#### [Extract to read]
*** Block opens ***

Virgil Abloh reimagined the profile of a fashion designer, merging streetwear, music and high fashion, and shattering glass ceilings as the first black creative director at Louis Vuitton.
Abloh died on Sunday at the age of 41, with few aware that he had been battling a rare form of cancer, cardiac angiosarcoma, since 2019.
His partnership with Kanye West catapulted Abloh from the skate and DJ culture of Chicago to the heights of the fashion world, first with his own red-hot label Off-White, and then to the apex of the traditional luxury industry in Paris.
His cancer diagnosis came just a year after he was appointed as head of menswear for Louis Vuitton, becoming the first black person to take an artistic director role at a top French fashion house.
That did not stop him maintaining a gruelling schedule as he remoulded the label in his image, merging streetwear, social media and celebrity — while also moonlighting as a DJ and a furniture designer for IKEA.
“Everything I do is for the 17-year-old version of myself,” he was often quoted as saying, as he pulled in the influences from his youth to breathe new life into the catwalk.
– Accidental designer –
Abloh, the son of Ghanaian immigrants, studied architecture at the Illinois Institute of Technology, but his career took a surprising turn after his design ideas caught the attention of West, who hired him as his creative director in 2007.
The pair were determined to revamp the world of high fashion, and even took on an internship together at Fendi in Rome in 2009 in their bid to learn the business.

*** Block closes ***

Records from a collection:
*** Block opens ***

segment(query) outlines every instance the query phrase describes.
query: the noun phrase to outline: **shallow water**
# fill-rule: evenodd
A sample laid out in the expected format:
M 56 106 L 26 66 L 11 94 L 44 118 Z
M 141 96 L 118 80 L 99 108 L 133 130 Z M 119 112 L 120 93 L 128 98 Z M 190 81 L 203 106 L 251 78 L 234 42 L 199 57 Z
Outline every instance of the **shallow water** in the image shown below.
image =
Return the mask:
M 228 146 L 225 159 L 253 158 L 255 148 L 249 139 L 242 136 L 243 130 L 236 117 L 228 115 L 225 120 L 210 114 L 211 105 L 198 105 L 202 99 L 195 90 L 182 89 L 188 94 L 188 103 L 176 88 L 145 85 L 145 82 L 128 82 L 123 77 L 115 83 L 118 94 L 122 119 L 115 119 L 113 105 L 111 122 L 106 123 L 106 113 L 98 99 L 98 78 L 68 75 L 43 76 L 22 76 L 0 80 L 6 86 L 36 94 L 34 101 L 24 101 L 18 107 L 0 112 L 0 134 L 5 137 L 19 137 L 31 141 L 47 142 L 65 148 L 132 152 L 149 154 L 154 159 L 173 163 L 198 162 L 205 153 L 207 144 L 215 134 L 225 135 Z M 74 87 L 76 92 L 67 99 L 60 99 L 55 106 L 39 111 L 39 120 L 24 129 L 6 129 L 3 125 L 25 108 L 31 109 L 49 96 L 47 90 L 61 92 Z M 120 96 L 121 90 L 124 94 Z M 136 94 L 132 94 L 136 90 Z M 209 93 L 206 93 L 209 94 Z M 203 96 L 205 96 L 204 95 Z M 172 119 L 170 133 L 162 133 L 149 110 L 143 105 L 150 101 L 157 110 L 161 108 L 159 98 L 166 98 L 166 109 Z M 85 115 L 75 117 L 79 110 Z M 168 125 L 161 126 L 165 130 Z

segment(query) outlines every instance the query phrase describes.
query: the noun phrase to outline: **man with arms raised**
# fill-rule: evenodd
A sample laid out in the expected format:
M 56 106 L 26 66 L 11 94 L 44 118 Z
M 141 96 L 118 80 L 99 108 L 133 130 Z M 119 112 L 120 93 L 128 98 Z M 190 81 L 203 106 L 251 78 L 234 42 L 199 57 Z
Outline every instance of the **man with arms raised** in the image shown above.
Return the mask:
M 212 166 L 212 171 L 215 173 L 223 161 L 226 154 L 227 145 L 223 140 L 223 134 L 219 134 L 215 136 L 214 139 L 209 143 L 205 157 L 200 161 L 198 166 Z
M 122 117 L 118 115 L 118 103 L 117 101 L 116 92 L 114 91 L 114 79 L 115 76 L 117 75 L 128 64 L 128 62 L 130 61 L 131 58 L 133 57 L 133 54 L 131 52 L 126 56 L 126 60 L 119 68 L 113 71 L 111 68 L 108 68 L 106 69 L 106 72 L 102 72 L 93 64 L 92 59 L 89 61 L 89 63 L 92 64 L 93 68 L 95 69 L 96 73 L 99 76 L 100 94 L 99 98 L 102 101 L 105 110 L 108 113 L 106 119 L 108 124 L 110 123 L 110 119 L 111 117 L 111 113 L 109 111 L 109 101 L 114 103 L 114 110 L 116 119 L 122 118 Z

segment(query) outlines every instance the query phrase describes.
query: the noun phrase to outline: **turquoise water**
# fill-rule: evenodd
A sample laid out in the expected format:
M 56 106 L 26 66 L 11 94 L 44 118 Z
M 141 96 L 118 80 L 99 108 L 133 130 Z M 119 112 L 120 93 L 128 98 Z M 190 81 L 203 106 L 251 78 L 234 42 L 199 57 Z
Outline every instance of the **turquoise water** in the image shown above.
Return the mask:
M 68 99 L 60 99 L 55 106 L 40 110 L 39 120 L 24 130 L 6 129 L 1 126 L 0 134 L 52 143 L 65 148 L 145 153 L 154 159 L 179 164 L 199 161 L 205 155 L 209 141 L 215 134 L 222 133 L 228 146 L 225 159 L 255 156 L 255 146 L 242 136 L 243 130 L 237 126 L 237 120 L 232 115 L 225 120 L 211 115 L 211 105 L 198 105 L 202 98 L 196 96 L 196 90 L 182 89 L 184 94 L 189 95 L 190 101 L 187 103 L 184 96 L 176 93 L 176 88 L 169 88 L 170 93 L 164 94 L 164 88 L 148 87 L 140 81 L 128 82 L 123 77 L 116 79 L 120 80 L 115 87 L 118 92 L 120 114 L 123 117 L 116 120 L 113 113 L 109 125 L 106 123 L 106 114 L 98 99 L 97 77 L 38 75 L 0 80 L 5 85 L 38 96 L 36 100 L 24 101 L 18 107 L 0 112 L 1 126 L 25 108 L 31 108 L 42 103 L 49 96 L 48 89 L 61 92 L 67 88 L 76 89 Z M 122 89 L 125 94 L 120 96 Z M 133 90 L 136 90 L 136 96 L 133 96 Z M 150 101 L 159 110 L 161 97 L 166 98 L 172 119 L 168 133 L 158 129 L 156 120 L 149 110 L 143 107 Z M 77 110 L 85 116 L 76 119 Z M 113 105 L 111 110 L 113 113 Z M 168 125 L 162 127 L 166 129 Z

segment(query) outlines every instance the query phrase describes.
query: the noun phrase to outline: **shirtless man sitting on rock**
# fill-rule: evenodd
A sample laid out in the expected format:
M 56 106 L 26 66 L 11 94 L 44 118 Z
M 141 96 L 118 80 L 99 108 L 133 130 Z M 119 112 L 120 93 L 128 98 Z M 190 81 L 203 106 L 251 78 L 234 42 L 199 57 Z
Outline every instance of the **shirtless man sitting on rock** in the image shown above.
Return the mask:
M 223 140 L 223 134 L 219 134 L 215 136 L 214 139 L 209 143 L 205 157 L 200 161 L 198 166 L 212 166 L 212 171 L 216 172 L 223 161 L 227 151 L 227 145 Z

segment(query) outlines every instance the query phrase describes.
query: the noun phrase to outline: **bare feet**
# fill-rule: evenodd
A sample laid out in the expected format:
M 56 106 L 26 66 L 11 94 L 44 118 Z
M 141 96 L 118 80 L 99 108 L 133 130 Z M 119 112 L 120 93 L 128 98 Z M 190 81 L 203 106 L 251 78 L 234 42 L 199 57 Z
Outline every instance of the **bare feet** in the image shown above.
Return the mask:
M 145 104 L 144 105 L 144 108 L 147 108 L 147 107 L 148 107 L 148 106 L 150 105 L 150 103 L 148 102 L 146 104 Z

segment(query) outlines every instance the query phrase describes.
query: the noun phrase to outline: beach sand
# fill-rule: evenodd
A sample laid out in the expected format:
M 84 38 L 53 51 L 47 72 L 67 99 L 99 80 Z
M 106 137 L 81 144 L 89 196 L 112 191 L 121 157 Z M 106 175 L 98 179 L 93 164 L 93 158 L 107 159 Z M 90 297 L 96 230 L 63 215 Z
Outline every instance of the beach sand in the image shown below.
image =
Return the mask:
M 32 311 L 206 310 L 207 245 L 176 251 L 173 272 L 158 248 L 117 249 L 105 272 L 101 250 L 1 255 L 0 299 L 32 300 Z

*** Block closes ***

#### [To do]
Reproduce verbatim the passage of the Virgil Abloh text above, from "That did not" up to and including "into the catwalk.".

#### [Exercise result]
That did not stop him maintaining a gruelling schedule as he remoulded the label in his image, merging streetwear, social media and celebrity — while also moonlighting as a DJ and a furniture designer for IKEA.
“Everything I do is for the 17-year-old version of myself,” he was often quoted as saying, as he pulled in the influences from his youth to breathe new life into the catwalk.